- _読解文_:
_ _ _ _ _ _ _
■参議院選挙で世の中かえよう 全日赤中央執行委員長 太田千枝子
七月一二日公示、二九日投票で参議院選挙がおこなわれます。選挙でどの党が勝っても世の中変わらないと考えていませんか。選挙なんて関係ないと考えている人も、国会議員を選ぶ選挙って何なんだろう。一緒に少し考えてみましょう。
今の世の中って、ヘン?!
「ネットカフェ難民」と言われているように、若者たちに貧困が広がっています。若者の二人に一人が非正規雇用という実態の中で、いくら頑張って働いても二〇〇万円以下の収入しか得られず、住むところも確保できずネットカフェで寝泊まりするしかできない。こんな世の中ってヘンです。景気が良くなった、トヨタ自動車は二兆円を超す最大の利益をあげていると騒いでいる一方で日本の貧困化は青年たちの体も心もむしばんでいるのです。何故こんなことになったのでしょう。九〇年代から、アメリカと財界の意向を受けて、労働者派遣法を次々と改悪し、小泉時代に「規制緩和」を強力にすすめた結果のあらわれです。貧困問題は、まさに政治の責任ではないでしょうか。
なぜ医師がこんなに不足しているの?
全国的に医師不足は深刻です。医師が全くいなくなり閉じた自治体病院があちこちでうまれています。日赤病院でも、産科を閉じたり、医師不足により経営が悪化している病院がうまれ、医療が受けられない地域が出きています。なぜこんなことになったんでしょう。八〇年代から、医療費抑制のために医師の養成を減らしてきたつけが回ってきているのです。日本の医療費は先進国の中でも最低です。医師数はOECD諸国三〇カ国の二七番目、直に三〇番目になると予測されているのです。
こんな事態なのに、厚労省は「医師は不足していない、偏在が問題だ」の一点張り。これこそ政治の大問題です。
六月の増税にビックリ、年金はどうなるの?
今、地方自治体から住民税の納税通知書が各家庭に届きはじめていますが、その増税ぶりにビックリです。一〇万円を超す増税は当たり前、市役所への問い合わせが相次いでいます。自民・公明政権が決めた定率減税の廃止(所得税一月、住民税六月実施)の影響が一気に六月に表面化しています。二〇〇五年と〇六年の税制改正で増税を決めたのですが、理由は年金財源の確保でした。しかし、年金の財源に使われたのは二割にも達していません。その年金が、今「消えた年金」として大問題になっているのです。しかも政府は社会保険庁を解体し民営化しようとしており、あまりにも無責任です。
_ _ _ _ _ _ _
- _提供データ_:

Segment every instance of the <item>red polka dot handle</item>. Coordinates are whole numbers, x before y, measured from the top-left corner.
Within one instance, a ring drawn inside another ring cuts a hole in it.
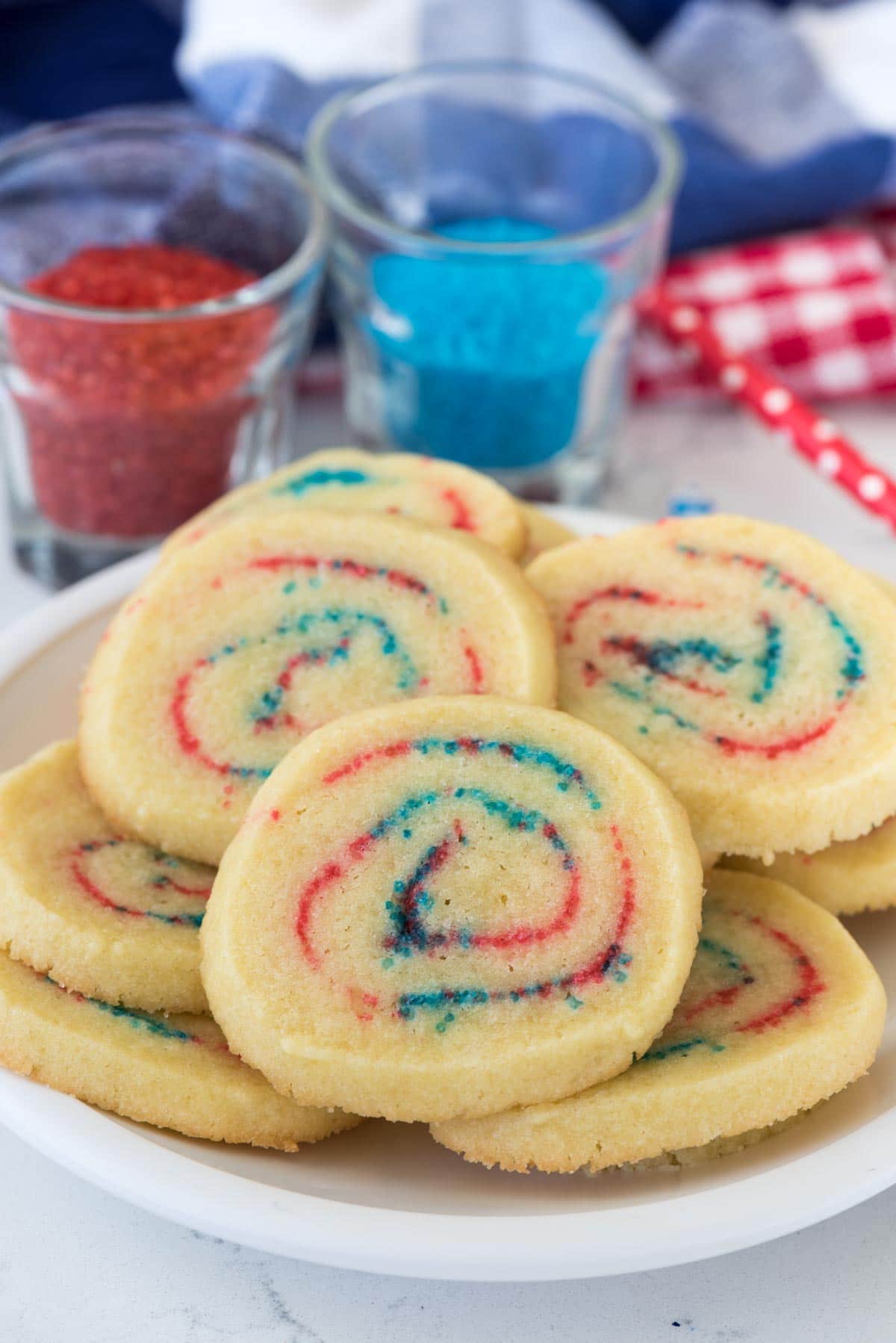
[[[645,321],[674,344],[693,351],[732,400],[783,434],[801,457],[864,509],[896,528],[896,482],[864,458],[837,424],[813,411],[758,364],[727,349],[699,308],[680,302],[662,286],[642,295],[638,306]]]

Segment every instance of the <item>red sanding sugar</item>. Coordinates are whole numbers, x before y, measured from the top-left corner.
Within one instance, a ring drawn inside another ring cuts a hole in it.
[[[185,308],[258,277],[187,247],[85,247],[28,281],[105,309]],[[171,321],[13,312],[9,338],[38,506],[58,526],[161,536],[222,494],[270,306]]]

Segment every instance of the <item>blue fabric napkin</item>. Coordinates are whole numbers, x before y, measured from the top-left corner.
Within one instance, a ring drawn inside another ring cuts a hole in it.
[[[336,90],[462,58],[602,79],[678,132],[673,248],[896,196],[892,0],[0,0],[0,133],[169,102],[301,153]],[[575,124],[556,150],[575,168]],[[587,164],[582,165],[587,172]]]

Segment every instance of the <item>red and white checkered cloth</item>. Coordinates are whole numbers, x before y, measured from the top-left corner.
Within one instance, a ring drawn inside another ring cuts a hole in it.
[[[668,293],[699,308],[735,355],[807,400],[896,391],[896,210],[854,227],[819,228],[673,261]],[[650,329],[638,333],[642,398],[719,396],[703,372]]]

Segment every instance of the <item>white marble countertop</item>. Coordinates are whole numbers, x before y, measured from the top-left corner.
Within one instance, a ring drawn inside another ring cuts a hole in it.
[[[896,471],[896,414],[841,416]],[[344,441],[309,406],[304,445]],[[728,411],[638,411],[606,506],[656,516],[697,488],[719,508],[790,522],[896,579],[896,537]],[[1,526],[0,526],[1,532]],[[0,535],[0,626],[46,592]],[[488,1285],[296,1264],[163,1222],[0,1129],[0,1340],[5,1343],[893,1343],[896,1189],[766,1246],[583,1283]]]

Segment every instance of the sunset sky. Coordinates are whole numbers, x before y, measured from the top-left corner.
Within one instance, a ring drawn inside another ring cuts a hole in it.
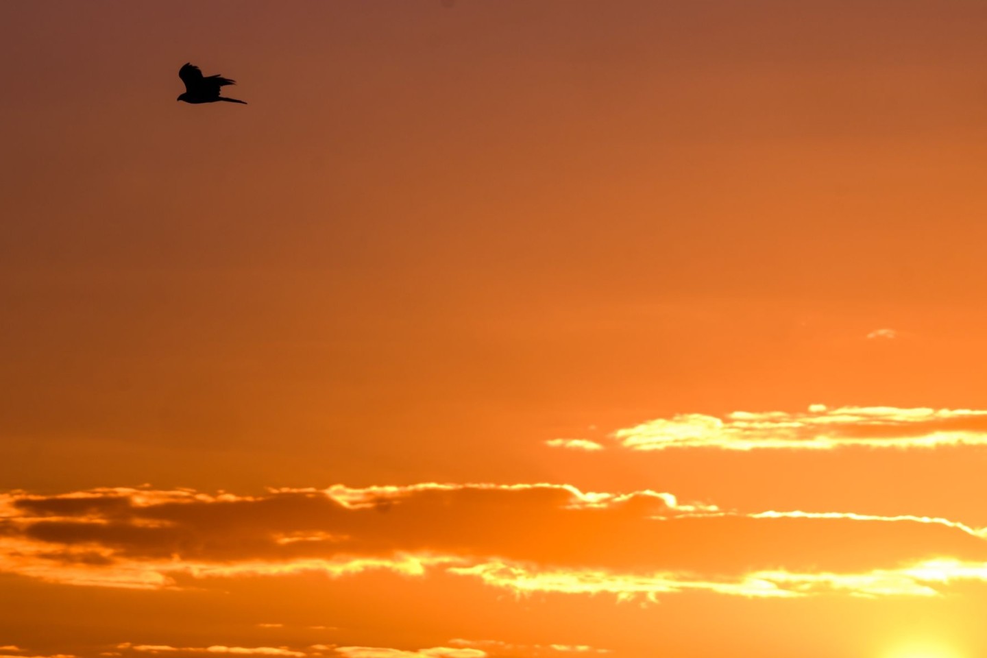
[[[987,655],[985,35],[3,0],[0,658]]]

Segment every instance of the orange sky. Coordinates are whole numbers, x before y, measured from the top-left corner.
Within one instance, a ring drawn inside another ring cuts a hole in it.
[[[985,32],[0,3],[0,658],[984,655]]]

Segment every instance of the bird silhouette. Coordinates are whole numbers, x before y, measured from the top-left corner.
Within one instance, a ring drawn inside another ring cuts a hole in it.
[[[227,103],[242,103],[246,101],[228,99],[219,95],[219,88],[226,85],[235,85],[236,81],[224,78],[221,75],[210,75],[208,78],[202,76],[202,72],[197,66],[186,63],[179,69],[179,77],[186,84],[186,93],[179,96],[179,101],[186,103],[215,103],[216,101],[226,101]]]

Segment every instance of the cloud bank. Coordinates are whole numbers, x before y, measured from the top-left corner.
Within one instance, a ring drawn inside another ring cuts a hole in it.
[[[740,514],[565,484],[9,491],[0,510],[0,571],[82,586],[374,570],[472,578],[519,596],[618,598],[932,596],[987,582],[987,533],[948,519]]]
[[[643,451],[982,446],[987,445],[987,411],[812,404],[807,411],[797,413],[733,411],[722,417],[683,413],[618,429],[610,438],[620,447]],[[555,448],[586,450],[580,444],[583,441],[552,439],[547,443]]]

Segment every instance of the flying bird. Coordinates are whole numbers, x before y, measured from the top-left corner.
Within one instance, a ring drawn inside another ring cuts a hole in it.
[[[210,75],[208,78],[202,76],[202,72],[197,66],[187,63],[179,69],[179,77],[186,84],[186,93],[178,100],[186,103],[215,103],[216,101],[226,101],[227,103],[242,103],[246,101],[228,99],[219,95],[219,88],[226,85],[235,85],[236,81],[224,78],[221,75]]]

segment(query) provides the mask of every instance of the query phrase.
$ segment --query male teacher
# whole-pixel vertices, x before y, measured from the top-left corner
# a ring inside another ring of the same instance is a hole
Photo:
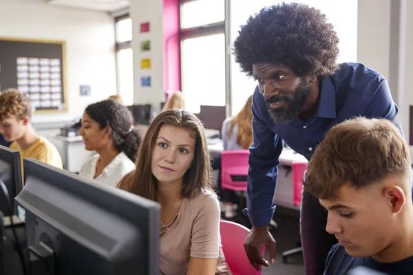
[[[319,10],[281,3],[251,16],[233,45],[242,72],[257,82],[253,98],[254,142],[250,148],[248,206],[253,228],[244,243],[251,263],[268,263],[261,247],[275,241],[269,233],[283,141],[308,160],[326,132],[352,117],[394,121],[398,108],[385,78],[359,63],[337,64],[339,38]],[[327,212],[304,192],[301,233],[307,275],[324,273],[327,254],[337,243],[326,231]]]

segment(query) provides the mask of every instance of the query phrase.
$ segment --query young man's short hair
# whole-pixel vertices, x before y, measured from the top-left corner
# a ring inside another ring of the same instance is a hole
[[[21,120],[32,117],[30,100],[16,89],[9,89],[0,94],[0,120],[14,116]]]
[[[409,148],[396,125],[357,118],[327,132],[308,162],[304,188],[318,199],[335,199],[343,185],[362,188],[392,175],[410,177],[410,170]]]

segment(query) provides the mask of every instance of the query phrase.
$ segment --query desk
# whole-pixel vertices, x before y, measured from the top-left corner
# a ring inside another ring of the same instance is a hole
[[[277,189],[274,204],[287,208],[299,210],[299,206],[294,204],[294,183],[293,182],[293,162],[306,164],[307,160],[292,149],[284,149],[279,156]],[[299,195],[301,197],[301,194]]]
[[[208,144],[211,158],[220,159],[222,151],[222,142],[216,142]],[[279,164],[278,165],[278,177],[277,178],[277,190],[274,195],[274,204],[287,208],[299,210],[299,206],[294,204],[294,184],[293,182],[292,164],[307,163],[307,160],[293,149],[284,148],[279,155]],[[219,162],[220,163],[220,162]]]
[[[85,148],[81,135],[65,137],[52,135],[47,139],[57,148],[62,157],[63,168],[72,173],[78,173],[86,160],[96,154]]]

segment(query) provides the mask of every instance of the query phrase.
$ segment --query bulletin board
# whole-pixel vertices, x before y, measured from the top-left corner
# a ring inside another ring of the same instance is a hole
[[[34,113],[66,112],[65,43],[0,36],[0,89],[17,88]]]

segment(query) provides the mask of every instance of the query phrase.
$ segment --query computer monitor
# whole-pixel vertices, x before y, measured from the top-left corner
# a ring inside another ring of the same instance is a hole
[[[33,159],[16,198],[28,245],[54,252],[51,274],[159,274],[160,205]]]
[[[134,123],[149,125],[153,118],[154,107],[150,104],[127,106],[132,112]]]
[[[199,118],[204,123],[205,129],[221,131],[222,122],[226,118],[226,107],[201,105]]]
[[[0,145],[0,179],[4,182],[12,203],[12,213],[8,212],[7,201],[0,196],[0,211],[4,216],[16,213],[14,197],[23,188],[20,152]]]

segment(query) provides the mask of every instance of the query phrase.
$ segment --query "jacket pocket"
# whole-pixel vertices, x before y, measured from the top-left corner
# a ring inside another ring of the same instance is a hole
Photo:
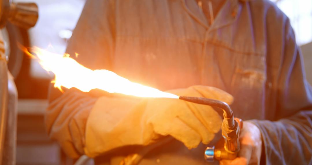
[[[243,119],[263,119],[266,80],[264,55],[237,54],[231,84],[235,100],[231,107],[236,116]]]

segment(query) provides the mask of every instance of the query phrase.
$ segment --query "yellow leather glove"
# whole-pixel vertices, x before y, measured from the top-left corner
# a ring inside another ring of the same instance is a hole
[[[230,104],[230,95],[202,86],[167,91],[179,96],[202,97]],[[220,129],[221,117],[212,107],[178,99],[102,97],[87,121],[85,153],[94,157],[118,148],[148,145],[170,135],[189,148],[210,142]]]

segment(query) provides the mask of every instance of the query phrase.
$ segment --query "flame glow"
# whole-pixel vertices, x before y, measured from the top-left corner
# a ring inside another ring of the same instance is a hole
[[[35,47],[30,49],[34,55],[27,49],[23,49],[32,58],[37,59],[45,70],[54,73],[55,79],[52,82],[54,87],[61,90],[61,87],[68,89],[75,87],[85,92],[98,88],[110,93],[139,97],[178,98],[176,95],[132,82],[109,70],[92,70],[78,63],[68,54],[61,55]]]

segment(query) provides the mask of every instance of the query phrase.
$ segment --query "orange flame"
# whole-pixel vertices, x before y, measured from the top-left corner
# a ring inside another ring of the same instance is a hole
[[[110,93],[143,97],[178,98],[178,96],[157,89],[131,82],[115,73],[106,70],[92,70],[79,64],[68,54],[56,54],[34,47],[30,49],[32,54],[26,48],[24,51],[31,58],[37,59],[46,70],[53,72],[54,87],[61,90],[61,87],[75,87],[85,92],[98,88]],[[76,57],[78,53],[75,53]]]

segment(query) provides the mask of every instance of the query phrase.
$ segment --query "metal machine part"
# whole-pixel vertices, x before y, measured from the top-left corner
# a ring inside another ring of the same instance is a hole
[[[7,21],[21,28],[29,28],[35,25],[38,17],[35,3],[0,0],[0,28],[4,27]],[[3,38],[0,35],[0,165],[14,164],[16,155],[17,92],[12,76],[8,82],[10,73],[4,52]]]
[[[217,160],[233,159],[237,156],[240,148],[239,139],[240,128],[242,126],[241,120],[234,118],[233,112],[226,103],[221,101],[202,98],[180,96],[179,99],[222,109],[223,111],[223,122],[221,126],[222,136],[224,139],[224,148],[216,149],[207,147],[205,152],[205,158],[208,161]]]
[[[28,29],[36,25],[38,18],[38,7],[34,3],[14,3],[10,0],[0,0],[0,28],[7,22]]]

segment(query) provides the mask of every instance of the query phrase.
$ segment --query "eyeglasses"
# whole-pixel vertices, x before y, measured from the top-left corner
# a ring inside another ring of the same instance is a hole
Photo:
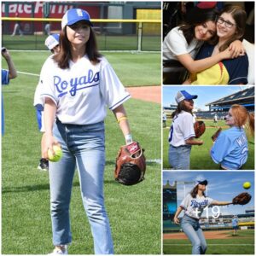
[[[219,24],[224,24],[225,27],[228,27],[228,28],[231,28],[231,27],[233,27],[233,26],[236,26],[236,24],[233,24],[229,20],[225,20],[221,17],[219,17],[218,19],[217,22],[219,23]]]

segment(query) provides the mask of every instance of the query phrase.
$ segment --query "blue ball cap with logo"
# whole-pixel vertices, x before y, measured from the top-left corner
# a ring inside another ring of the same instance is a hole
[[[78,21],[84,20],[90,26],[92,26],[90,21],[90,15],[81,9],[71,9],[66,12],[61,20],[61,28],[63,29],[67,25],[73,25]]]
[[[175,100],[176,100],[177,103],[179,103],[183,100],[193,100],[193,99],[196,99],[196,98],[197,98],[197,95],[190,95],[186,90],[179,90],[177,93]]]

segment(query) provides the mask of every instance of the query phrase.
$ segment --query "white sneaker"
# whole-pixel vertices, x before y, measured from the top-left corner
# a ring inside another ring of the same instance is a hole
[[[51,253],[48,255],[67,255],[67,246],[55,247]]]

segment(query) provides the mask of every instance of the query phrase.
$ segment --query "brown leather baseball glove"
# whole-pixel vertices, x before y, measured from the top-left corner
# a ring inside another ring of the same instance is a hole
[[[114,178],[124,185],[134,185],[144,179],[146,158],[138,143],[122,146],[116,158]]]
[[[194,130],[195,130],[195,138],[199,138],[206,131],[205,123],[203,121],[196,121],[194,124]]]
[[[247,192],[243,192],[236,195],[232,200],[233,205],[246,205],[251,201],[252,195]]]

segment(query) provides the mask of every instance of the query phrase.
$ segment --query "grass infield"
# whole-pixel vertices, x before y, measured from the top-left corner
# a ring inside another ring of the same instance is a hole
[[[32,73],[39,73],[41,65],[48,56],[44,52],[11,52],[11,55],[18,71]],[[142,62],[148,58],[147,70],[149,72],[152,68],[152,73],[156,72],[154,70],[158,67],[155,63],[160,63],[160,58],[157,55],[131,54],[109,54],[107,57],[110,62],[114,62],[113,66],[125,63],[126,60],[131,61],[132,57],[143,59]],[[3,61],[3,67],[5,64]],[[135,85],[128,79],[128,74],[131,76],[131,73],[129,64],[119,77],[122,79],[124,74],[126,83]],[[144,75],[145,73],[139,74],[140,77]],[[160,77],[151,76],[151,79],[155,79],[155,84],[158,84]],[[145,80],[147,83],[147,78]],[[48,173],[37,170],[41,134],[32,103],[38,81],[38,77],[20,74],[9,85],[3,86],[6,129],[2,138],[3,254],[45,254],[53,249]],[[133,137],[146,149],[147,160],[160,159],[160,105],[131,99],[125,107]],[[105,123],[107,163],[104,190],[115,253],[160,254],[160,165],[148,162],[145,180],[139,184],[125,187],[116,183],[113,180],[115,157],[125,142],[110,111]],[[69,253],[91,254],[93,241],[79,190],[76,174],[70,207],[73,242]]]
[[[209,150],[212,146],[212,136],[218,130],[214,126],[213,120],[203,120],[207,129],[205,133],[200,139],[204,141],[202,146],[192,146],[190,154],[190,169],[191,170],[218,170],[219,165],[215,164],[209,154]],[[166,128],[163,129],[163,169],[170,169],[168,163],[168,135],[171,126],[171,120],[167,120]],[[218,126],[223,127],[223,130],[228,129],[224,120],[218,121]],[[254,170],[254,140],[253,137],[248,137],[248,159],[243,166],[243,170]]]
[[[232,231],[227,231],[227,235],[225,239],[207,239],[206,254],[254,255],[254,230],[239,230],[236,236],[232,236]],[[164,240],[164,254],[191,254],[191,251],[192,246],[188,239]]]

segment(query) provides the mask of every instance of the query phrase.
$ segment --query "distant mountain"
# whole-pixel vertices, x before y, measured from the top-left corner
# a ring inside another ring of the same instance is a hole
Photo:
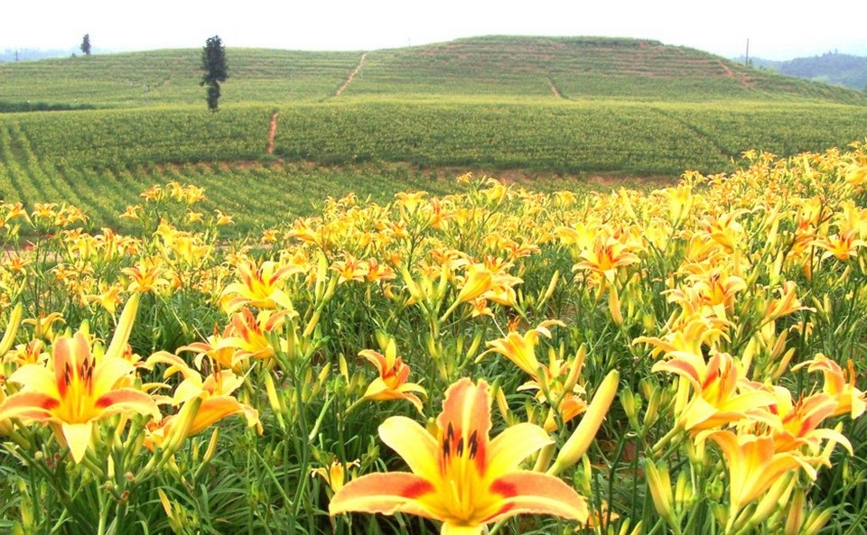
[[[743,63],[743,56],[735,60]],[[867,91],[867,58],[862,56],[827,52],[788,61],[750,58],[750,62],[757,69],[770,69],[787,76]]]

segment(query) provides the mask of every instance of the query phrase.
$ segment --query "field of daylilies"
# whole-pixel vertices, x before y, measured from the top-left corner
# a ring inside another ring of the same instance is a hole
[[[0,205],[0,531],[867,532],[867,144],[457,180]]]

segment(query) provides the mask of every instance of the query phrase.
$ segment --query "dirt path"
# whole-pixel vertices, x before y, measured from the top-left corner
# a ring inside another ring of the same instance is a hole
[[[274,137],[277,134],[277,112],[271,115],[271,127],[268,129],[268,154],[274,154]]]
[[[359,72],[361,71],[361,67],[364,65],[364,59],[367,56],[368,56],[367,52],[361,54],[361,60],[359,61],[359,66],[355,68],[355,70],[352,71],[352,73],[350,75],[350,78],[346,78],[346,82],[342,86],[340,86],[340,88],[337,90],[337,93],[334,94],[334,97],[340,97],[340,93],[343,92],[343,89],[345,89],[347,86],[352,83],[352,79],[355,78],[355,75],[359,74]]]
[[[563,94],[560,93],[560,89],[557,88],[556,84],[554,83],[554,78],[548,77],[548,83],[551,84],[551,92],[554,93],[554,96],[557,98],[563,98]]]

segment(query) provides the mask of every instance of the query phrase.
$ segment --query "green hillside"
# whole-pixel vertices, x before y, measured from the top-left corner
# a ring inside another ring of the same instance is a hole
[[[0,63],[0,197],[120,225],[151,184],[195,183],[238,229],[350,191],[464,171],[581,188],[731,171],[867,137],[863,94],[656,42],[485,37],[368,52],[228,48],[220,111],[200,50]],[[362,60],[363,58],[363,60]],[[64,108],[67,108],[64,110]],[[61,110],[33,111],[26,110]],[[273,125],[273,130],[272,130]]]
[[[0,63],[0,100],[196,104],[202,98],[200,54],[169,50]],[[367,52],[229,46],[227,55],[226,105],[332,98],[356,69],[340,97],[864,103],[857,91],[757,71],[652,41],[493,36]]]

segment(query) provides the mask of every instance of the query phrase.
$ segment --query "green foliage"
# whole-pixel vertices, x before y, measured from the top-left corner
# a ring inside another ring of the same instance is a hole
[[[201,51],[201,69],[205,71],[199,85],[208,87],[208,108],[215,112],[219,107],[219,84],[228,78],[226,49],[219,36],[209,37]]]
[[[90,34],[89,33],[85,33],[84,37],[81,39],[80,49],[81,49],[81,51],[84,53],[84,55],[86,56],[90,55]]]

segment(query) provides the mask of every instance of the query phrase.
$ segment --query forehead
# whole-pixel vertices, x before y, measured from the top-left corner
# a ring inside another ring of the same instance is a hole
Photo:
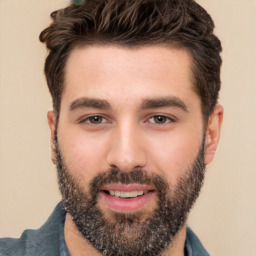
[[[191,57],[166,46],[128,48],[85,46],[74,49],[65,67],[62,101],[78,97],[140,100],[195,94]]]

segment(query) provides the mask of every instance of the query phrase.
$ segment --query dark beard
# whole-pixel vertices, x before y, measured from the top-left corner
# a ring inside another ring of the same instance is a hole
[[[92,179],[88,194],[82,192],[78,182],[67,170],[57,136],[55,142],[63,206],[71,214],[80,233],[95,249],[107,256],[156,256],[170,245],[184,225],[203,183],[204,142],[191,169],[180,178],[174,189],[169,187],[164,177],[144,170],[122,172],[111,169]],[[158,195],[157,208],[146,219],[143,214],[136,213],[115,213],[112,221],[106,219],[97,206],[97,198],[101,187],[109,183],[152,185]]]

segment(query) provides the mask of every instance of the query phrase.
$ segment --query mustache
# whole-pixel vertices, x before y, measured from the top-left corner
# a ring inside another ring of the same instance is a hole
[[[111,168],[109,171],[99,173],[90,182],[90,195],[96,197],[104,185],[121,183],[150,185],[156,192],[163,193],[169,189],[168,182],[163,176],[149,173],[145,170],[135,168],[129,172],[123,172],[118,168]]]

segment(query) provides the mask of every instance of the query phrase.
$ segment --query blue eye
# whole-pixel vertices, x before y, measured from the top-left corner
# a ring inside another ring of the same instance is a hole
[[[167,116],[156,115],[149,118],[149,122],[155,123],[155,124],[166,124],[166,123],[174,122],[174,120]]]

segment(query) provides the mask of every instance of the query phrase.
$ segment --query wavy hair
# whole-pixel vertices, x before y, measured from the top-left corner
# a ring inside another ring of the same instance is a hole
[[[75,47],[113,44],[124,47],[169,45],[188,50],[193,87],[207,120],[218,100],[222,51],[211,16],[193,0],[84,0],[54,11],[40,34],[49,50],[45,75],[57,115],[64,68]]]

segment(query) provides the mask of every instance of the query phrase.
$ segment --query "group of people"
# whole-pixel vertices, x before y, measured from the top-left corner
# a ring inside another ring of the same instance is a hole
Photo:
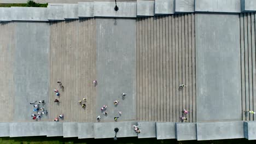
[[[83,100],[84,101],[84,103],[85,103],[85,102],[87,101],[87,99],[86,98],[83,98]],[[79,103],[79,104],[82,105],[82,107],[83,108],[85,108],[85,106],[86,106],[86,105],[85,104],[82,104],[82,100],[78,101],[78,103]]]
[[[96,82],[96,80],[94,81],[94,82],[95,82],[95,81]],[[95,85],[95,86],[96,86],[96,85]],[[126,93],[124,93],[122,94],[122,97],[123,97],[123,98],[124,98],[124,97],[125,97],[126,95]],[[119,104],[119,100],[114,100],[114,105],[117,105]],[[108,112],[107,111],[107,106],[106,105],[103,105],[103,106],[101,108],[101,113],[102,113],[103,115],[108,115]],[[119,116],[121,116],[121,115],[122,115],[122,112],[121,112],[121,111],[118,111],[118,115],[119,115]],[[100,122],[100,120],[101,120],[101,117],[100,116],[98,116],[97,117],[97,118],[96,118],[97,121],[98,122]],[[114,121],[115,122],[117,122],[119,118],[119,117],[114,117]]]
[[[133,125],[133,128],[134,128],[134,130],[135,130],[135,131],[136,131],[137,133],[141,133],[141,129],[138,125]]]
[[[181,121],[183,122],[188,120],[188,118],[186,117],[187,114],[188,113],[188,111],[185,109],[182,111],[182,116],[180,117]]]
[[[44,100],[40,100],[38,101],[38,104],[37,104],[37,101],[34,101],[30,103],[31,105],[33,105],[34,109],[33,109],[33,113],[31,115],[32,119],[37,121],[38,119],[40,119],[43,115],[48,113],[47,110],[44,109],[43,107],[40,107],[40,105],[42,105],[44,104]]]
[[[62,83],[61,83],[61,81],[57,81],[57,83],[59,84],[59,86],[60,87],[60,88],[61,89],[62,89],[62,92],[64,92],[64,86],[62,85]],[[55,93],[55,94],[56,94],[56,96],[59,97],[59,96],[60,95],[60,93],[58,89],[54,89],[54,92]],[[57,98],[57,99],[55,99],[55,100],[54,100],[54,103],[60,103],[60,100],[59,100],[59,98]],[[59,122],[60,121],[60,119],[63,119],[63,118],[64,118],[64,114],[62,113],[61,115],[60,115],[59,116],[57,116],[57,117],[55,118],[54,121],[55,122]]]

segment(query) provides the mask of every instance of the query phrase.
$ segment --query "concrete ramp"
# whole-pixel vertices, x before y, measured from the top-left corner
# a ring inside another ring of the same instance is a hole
_ _ _ _ _ _ _
- _練習問題_:
• 1. 参議院選挙に関する文章のうち、「全国的に医師不足は深刻です。」から「おり、あまりにも無責任です。」までの部分（その語句も含む）を、「自治体病院」を「公立病院」に変えて書き直してください。
• 2. 参議院選挙に関する文章で、表題の行の後に置かれている小見出しをすべて挙げてください。

- _練習問題の解答_:
• 1.
全国的に医師不足は深刻です。医師が全くいなくなり閉じた公立病院があちこちでうまれています。日赤病院でも、産科を閉じたり、医師不足により経営が悪化している病院がうまれ、医療が受けられない地域が出きています。なぜこんなことになったんでしょう。八〇年代から、医療費抑制のために医師の養成を減らしてきたつけが回ってきているのです。日本の医療費は先進国の中でも最低です。医師数はOECD諸国三〇カ国の二七番目、直に三〇番目になると予測されているのです。
こんな事態なのに、厚労省は「医師は不足していない、偏在が問題だ」の一点張り。これこそ政治の大問題です。
六月の増税にビックリ、年金はどうなるの?
今、地方自治体から住民税の納税通知書が各家庭に届きはじめていますが、その増税ぶりにビックリです。一〇万円を超す増税は当たり前、市役所への問い合わせが相次いでいます。自民・公明政権が決めた定率減税の廃止(所得税一月、住民税六月実施)の影響が一気に六月に表面化しています。二〇〇五年と〇六年の税制改正で増税を決めたのですが、理由は年金財源の確保でした。しかし、年金の財源に使われたのは二割にも達していません。その年金が、今「消えた年金」として大問題になっているのです。しかも政府は社会保険庁を解体し民営化しようとしており、あまりにも無責任です。

• 2.
・今の世の中って、ヘン?!
・なぜ医師がこんなに不足しているの?
・六月の増税にビックリ、年金はどうなるの?